**Short task 1:**
Repeat the stretch of the passage on Tiberius Claudius Nero from "Tiberius Claudius Nero ( 204–202" through "Servilius Pulex Geminus.", substituting "Corsica" for "Sardinia".
**Short task 2:**
According to the passage on Tiberius Claudius Nero, who was his consular colleague?

**Document section:**
──────────

= Tiberius Claudius Nero (consul 202 BC) =

Roman senator

Tiberius Claudius Nero ( 204–202 BC) was a Roman senator. In 204 BC, as praetor, he was assigned to govern Sardinia, where he gathered and shipped supplies of grain and clothing for soldiers under Scipio's command in Africa. Elected consul for 202 BC, he was assigned to Africa with imperium equal to that of Scipio, but storms and delays in preparations prevented him from ever arriving. His consular colleague was M. Servilius Pulex Geminus.

He was the last consul of the Claudii Nerones until his descendant (the future emperor) Tiberius was elected in 13 BC.

──────────

**Raw data:**
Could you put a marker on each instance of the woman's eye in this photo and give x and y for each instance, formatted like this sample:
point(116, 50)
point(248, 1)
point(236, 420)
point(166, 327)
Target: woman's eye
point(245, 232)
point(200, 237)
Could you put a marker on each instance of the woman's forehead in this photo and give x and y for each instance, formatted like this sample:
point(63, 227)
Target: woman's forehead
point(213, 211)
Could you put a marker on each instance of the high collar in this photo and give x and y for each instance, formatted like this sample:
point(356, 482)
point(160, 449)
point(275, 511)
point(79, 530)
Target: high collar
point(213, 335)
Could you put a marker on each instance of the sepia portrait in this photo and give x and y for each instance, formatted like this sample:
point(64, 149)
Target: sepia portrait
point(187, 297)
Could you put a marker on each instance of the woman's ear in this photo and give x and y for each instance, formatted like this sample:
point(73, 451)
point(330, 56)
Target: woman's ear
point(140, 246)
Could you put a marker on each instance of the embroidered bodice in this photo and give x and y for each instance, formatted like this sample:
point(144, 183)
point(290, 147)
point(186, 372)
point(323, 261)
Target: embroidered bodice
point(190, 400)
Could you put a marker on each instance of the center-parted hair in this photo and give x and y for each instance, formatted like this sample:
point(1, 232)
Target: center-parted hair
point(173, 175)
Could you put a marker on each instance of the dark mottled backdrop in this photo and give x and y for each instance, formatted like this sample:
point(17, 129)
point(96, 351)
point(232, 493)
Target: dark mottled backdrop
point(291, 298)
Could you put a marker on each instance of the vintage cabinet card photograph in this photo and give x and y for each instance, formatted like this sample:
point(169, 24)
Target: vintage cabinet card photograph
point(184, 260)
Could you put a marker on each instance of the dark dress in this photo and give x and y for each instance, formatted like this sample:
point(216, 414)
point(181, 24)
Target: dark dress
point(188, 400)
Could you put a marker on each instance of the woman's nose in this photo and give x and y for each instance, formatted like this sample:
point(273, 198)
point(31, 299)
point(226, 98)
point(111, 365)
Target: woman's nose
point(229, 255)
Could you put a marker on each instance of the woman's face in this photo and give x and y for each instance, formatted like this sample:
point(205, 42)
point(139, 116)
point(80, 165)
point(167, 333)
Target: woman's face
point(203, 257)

──────────

**Result 1:**
Tiberius Claudius Nero ( 204–202 BC) was a Roman senator. In 204 BC, as praetor, he was assigned to govern Corsica, where he gathered and shipped supplies of grain and clothing for soldiers under Scipio's command in Africa. Elected consul for 202 BC, he was assigned to Africa with imperium equal to that of Scipio, but storms and delays in preparations prevented him from ever arriving. His consular colleague was M. Servilius Pulex Geminus.

**Result 2:**
M. Servilius Pulex Geminus